- [PROVIDED PASSAGE]:

Tuesday, August 30, 2005
The first twenty minutes
Yesterday was the first day of class for the Introduction to U. S. History that I am teaching this fall. (Here's the syllabus I'm using; suggestions for future iterations are welcome!)
In all of the classes that I've taught so far, I've tried to follow this rule of thumb: On the first day of class, do not pass out the syllabus until halfway through the period. It's my belief that for those first twenty or thirty minutes, the attention and engagement of my students is about as undivided as it is ever going to be. But I know that the moment I pass out my syllabus, that attention will immediately be divided and diverted: red-tape questions about requirements for the course, poring over the syllabus to see if there's a paper. That's what most students expect for the first day of class, but that's another reason why those first twenty or thirty minutes are so potentially precious: they are some of the few minutes of the semester where I am virtually guaranteed the element of surprise.

- [OBJECTIVES]:
1 - In the first-day-of-class post, rewrite the passage between "Tuesday, August 30, 2005" and "iterations are welcome!)", inclusive, replacing "syllabus" with "course outline".
2 - According to the first-day-of-class post, what does the writer wait to pass out until halfway through the first class period?

- [GIVEN DATA]:
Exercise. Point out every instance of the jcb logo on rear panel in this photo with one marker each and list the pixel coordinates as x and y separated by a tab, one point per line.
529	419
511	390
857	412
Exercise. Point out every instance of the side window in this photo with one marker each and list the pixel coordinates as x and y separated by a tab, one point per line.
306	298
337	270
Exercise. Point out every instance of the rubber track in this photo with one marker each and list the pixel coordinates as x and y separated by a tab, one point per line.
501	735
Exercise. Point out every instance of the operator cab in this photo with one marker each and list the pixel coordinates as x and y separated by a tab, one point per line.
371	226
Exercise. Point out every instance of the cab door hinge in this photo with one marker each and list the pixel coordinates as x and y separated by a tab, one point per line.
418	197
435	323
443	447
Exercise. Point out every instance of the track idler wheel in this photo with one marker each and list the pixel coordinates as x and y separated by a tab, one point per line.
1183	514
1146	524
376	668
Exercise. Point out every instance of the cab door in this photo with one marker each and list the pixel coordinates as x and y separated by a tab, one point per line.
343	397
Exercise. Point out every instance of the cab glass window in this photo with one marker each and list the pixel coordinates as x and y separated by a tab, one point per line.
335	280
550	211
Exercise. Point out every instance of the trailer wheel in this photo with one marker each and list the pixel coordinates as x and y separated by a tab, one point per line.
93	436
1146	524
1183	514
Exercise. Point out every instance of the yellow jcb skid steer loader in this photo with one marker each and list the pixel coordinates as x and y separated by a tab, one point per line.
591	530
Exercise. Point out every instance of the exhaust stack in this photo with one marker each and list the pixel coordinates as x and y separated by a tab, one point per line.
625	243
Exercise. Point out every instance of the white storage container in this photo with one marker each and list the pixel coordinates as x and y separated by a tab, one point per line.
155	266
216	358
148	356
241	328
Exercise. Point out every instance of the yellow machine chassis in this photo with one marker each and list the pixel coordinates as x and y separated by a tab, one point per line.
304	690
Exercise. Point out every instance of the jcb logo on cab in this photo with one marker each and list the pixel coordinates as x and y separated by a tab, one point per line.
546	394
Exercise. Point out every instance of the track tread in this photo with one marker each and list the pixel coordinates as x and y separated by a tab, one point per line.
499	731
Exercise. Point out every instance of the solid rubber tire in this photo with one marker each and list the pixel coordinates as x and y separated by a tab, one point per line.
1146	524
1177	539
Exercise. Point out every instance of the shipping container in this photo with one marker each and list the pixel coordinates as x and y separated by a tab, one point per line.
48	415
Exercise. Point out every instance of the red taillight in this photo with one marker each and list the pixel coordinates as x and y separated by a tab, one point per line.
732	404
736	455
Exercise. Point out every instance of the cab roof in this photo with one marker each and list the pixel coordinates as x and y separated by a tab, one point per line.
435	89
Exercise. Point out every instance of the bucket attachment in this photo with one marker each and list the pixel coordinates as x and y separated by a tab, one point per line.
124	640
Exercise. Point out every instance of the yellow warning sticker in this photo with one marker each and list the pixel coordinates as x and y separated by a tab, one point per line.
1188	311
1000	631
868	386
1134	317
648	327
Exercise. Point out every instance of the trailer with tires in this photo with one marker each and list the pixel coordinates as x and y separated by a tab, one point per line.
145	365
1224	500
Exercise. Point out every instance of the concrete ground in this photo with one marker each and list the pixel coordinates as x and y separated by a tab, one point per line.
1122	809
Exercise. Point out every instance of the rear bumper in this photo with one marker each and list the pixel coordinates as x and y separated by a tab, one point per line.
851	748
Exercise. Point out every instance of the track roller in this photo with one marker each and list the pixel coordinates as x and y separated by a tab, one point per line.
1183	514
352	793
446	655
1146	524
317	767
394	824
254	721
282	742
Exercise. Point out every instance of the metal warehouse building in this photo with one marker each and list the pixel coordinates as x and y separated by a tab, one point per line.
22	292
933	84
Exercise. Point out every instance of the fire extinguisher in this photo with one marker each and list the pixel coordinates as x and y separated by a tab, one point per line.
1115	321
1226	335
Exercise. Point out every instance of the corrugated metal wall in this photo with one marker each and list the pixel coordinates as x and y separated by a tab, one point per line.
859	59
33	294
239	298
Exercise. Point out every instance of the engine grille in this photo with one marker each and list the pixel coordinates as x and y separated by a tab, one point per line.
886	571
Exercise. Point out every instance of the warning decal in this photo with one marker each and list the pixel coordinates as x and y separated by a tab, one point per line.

- [RESPONSES IN ORDER]:
1 -
Tuesday, August 30, 2005
The first twenty minutes
Yesterday was the first day of class for the Introduction to U. S. History that I am teaching this fall. (Here's the course outline I'm using; suggestions for future iterations are welcome!)

2 - The syllabus.